_Source text:_
- Opening Delimiter -

The industrial commissioner in assessing the discovery issue stated:
Claimant knew shortly after the incident at the nursing home that she had been exposed to hepatitis C. She was tested, and informed of the seriousness of the disease or condition [which she did not yet have]. She was counseled to return for further testing in six to twelve months for a final determination regarding her status. She was fully informed of the need for the testing, and underwent the initial tests. Claimant did not *47 follow-up with the medical care providers to undergo the later testing.
Claimant knew of the possibility that she contracted hepatitis C at the time she took the initial test, October 11, 1990. As of October 11, 1990, she had been informed that the patient had hepatitis C.
Based on the evidence, it cannot be determined that claimant was unaware of the seriousness of her condition, and that the condition was work-related.
Claimant failed to file her petition within two years after the date of the injury, which was October 2,1990. As a result, she takes nothing from these proceedings.
(Emphasis added.)
None of our eases, and none of those cited by the HEA or the industrial commissioner, have applied the rule of law announced in the commissioner’s ruling, ie., that exposure to a disease triggers a duty to inquire further. In all of the Iowa cases discussed in this opinion, the claimant knew he or she was injured, not merely exposed to injury, before the duty to inquire arose. In some cases the claimant did not know how serious the injury was or whether it was work-related, but in all of the cases the claimant knew he or she had suffered an injury before the statute of limitations began to run.
The Oklahoma Supreme Court, in another hepatitis C case, reached the same conclusion:
Mere exposure to an infectious disease, no matter how threatening, is not enough to constitute a compensable event — it is not “accidental injury.” An on-the-job exposure must pass through the incubation period and develop into an infectious disease before it may be viewed as an accidental injury compen-sable by the employer. An employer’s apprehension of an employee’s exposure to a disease, even when followed by the act of administering prophylactic vaccination, cannot be translated into compensation liability for an “accidental personal injury.”

- Closing Delimiter -

_Dataset extract:_
- Opening Delimiter -

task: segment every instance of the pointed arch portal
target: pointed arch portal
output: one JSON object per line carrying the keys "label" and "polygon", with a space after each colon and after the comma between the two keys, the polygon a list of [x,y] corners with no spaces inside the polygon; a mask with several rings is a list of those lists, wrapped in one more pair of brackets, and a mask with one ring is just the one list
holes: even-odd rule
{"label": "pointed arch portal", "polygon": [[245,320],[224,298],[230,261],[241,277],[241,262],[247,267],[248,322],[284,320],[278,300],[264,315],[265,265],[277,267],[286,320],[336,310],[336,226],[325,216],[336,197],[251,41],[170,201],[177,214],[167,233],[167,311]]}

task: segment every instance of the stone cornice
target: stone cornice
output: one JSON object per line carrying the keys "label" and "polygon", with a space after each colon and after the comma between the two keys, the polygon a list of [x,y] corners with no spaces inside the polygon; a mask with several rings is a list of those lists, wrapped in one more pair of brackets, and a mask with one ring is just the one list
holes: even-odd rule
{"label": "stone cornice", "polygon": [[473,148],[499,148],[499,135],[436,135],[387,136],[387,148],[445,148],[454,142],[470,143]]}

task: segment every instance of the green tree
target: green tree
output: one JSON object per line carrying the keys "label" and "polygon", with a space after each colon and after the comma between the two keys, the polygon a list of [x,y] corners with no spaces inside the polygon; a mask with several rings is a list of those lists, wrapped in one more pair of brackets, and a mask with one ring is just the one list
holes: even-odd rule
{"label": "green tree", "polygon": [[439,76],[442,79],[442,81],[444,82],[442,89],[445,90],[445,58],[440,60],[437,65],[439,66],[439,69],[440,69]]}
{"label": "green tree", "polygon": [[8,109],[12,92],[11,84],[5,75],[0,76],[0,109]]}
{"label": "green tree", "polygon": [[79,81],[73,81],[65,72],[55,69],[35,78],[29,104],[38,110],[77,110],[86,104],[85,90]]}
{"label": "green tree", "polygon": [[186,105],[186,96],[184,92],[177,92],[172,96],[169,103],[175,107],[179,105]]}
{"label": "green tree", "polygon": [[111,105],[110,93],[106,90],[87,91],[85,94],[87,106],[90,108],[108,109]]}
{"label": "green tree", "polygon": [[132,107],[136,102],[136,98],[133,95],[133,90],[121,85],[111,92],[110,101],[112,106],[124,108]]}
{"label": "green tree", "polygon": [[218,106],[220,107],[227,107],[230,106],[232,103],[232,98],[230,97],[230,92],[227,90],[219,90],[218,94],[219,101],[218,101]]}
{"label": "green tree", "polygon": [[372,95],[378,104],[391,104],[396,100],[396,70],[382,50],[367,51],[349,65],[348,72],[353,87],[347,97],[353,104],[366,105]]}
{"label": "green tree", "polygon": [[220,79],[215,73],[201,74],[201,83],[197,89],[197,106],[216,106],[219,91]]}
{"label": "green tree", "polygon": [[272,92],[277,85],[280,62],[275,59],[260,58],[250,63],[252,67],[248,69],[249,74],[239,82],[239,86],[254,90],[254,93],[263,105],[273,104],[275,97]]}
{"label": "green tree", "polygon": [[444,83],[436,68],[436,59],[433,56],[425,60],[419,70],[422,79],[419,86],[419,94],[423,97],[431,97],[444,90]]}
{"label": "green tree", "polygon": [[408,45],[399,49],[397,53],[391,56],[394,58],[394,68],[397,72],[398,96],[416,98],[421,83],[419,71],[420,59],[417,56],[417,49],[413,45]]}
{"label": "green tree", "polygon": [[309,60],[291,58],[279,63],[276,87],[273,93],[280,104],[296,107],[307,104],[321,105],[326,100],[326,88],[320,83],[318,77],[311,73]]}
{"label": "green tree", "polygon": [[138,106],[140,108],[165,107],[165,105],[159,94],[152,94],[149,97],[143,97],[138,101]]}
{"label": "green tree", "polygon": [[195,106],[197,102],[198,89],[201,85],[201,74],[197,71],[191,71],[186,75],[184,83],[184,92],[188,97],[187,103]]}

- Closing Delimiter -

_Required work:_ Put this sentence from the court opinion above into Spanish: "In all of the Iowa cases discussed in this opinion, the claimant knew he or she was injured, not merely exposed to injury, before the duty to inquire arose."

_Your solution:_ En todos los casos de Iowa analizados en esta opinión, la parte reclamante sabía que estaba lesionada, y no meramente expuesta a una lesión, antes de que surgiera el deber de indagar.